## Using the information
a – List every U.S. state named in the essay about moving.
b – Resume the essay about moving, picking up after its final sentence.

## Source passage
○ ○ ○ ○
With all that moving, I never had neighborhood playmates for very long. I'd start making friends and have a summer and winter with them, maybe part of a fifth or even a sixth season, but never two years. I kept making friends and then moving away. It tore my heart out repeatedly. Start over again. Start over again.

The one constant thing was attending the same Catholic school. Unfortunately, I was a bit of a neurotic who didn't like to brush her hair (still don't -- and it looks GREAT), so I was pretty much the playground scapegoat and last kid picked for every team. (But I was also the dodge ball champion.) I had two friends (the black girl and the sickly boy) and a "half-friend" in a girl who lived near me during one of those summers and befriended me there but pretended not to know me at school. So staying put in the same school, while it may have prevented me from being a misfit beyond misfits today, was not all that.

In the Spring of my sixth grade year, we up and moved to Houston. There, I lived in the same house for six years, and it felt like FOREVER. I made some friends, but I moved away for college and only maintained a few of those friendships through college. The same can be said for my college years. I made friends, and then I moved away -- to California -- and did not do the best maintenance work.

California is where I started my life as I know it today. I was in one town for 14 months, another for six years. That second "pit stop" (I was planning to leave after about two years) turned out to be the backdrop for a period of immense personal growth, and I had to chill my heels for a few years to let me catch up with my life. My brother's death threw a radical wrench into my plans, and 10 years ago this month, I ran away -- no job and very little money in hand -- and started a new life in Oregon.

I had made so so so many friends there in California. And I moved away.

Having moved around so much, I have actually lived here in Oregon longer now than anywhere in my life. When I graduated a few weeks ago, the program listed my "hometown" as Portland. No other place seemed logical, and I have lived here the longest.

But just after graduation last month -- and it has taken this long for the dust to begin settling enough for me to write about it -- I made what I think was my first-ever real "trip home." I went not to the city of my birth in Florida, not to the homes of my upbringing in South Carolina and Texas. Nor did I go to any of my family homes. I didn't go to Hawaii, either. I went to that "second pit stop," a small agricultural town in California's Central Valley.
○ ○ ○ ○
## Stored data
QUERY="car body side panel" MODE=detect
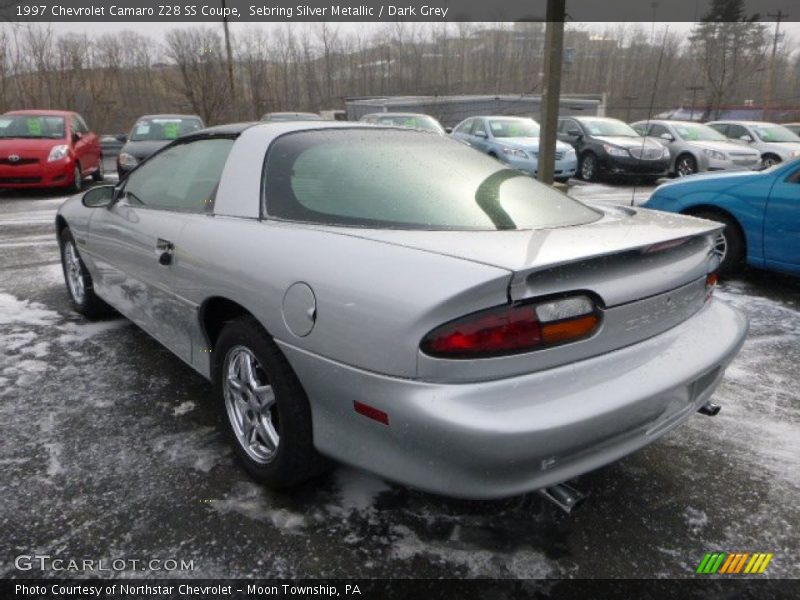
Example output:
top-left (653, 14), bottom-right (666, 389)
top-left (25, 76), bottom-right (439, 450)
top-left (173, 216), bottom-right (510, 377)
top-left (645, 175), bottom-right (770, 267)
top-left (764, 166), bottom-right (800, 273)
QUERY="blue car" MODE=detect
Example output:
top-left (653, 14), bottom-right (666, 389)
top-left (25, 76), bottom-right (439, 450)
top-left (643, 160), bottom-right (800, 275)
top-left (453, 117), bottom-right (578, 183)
○ ○ ○ ○
## Per-task answers
a – Florida, South Carolina, Texas, California, Oregon, Hawaii

b –
This is not a place I want to call home. Of all climates in which I have lived, it is the most intolerable. It is arid and dusty and HOT. It also has a social climate that felt constrictive to me -- sometimes, the religiously conservative political environment was more than I felt I could tolerate. For a refuses-to-be-closeted lesbian feminist who loves the Pacific Northwest RAIN for its life-bestowing properties and the always-green landscape it creates... there are many reasons NOT to live there.

The yellow hills that cover the landscape of the Central Valley most of the year could almost make me mad at times. The way the air and the view of the nearby mountains is diminished by smog and agricultural dust felt suffocating to me then -- and still does.

But there was that aforementioned "community" of friends there, which I enjoyed more than anywhere else in my life. I loved my friends. But I still left them. The environment, especially my work, had become untenable. I did not see other opportunities -- chose not to see some of them -- and left for greener pastures.

I've visited twice in the past 10 years, once just a few months after I left and once about three years ago when I stayed one night while passing through on my way to Sequoia National Park to scatter my brother's ashes. Otherwise, I have never visited as in a "returning," as in the way one revisits the scenes of past crimes to rediscover what one lost there. As in the way one attempts to go home again.

Although several friends have died or moved away, many remain. And It was in encountering them on my recent trip back -- a trip to celebrate Morrocco Molé's 50th birthday and to do some "research" on my book -- that I think I finally know where and *what* "home" is.

Home is a place where you can find your past and where your past can find you. It's a place where you can go to "hideout" but where someone unexpected can easily find you even when you're incognito. It's a place you think you know and find you don't anymore. Where the faces are mostly familiar, if changed by time and lifestyles, but where you find that familiarity sometimes creates a greater sense of mystery than anything else. Home is a place which can open some spaces within, close others and blast the heaviest of doors off the hinges of the psyche's forgotten vaults.

That may be dramatic license, but it's also my experience. At least, with this one home to which I returned.

Not since Lesha's death (if you recall the Peloton Of My Past) have I encountered so many old friends in such a short period of time. This time, however, it was all in person.

Staying with my Gay Godfathers, Morocco Molé and Lucy Ricardo, I had a GREAT time. They started my visit on a most peculiar note by inviting a collection of friends over with whom I have NOT remained in contact over these many years. One of them was only the most ancillary of friends. One was an older woman who I looked up to in my late 20s and who, I was sad to see, is now suffering from Parkinson's Disease (although possessing no less a keen mind as I had respected in her). Another was an old friend who I could tell was suffering from depression. I could feel the energy being pulled out of me when she hugged me. (I am told I can find a way to block such energy drifts, and I'm looking forward to learning that.) ... So we all had a couple hours of pleasant enough conversation.

The next morning, bright and early, I had a visit with my former therapist of about four years. Our two-hour discussion and some of the notes she gave me started the tilt of my world toward Twilight Zone -- very early in the trip, I would say, and without the assistance of Ahuasco or other mild hallucinogens. Also a bit early in the morning.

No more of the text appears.